Do you tend to follow the guitars or the bass as a drummer?
“In the early days, a lot of our songs were guitar-riff driven, so I locked in with the guitar more. Don’t tell our bass player that. It’s a weird way to go about things, but it made everything flow in a way that I liked.
“This record, our bass player came up with a lot of the main grooves, so this record has a different feel for me, I’m probably locked more with the bass than guitar.”
And there’s Mudhoney’s first song in 6/8 with ‘Messiah’s Lament’
“Yeah. That’s a song that I wrote, it’s my first contribution as a songwriter. I’ve been playing guitar for the last several years and I’ve come up with songs, but I never showed the guys in the band. I never had that confidence to do it until now.
“It’s been five years since we made a record, I don’t know when we’re going to make our next record, so it’s like, ‘What do I have to lose?’ They were kind enough to listen to it, Mark put words to it and it made the record.”
After all these years of drumming, do you need to warm up?
“I never do any of that. I have aches and pains, I did go through a bout of bad carpal tunnel with my arms going numb during gigs that has seemed to have subsided.
“I reach a point midway through every set, there’s one song in particular called ‘No One Has’ that starts to bother my hands, but then we get through that and it starts to go away. It’s never been anything I do. I never warm up, I’m always too busy chatting or meeting people. I probably should.”
How much of your life is busy with Mudhoney?
“It’s increasingly a smaller percentage. We only do a couple of tours a year and they’re fairly small time-wise. I play with another band in Seattle, mostly in town, we’ve toured Spain. I think it would be nice to do a little more touring, but I like the amount that we do because it makes it more special as opposed to making it be the thing we have to do as opposed to want to do and get excited about.
“I have three kids at home, I do stuff at the house and tend to the kids. They’re getting older now, my daughter turned 18, she doesn’t need any tending to. Fifteen and 12 are the other ages.”
What’s Seattle’s music scene like now?
“Any given night touring bands are there, there’s a bunch of clubs, you can go see a band any night of the week. Back when we were starting, there were no clubs to play so it was mostly illegal parties and rented halls that weren’t supposed to be used for what they were being used for. It’s thriving but it’s a scene I don’t have much to do with these days.
“There are a lot of young bands that I don’t really follow but that’s one of the other things that’s cool about playing in my other band. We play the clubs around town and we play with a bunch of scrappy bands, so I do get to see what’s going on in Seattle. It’s a huge city right now, it’s been growing.
“There are 2,000 people moving to Seattle a month, because of Amazon. It’s becoming a multicultural city and it was never that. It’s great but it’s become insanely expensive. Luckily, we all made wise choices and bought houses with that Reprise money instead of making a record.”
What have been your proudest moments with Mudhoney?

• _Work to complete_:
• 1. Edit the Mudhoney interview: starting at the words "Do you tend" and stopping after "it until now.", write that part out again with "bass player" changed to "bassist".
• 2. Answer from the Mudhoney interview:
(a) Which song starts to bother the drummer's hands midway through a set?
(b) How long had it been since the band made a record?
(c) How many people move to Seattle each month?

• _Data provided_:
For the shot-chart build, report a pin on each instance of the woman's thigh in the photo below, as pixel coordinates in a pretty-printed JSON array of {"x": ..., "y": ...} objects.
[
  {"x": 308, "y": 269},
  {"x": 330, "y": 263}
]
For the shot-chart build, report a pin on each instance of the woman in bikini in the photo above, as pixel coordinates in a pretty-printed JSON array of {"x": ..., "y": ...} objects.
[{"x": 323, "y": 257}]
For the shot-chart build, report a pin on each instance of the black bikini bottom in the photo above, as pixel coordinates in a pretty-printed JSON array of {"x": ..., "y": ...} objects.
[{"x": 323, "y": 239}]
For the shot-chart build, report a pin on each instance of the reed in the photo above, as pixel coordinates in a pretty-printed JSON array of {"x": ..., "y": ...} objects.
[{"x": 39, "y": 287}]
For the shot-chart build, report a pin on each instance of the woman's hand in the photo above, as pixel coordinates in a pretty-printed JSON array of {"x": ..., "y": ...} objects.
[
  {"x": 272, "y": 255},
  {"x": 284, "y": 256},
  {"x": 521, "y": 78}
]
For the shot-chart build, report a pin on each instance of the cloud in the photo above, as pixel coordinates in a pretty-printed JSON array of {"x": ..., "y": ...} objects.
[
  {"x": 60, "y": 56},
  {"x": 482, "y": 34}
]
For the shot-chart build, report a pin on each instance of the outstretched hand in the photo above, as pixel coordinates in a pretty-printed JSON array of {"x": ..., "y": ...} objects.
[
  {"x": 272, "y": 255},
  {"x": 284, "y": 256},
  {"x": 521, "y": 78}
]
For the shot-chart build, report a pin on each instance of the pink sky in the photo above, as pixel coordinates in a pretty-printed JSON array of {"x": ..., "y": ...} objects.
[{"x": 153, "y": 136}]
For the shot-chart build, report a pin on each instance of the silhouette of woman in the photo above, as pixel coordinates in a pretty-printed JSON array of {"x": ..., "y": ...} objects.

• _Answers for the exercise_:
• 1.
Do you tend to follow the guitars or the bass as a drummer?
“In the early days, a lot of our songs were guitar-riff driven, so I locked in with the guitar more. Don’t tell our bassist that. It’s a weird way to go about things, but it made everything flow in a way that I liked.
“This record, our bassist came up with a lot of the main grooves, so this record has a different feel for me, I’m probably locked more with the bass than guitar.”
And there’s Mudhoney’s first song in 6/8 with ‘Messiah’s Lament’
“Yeah. That’s a song that I wrote, it’s my first contribution as a songwriter. I’ve been playing guitar for the last several years and I’ve come up with songs, but I never showed the guys in the band. I never had that confidence to do it until now.

• 2.
(a) 'No One Has'
(b) Five years
(c) 2,000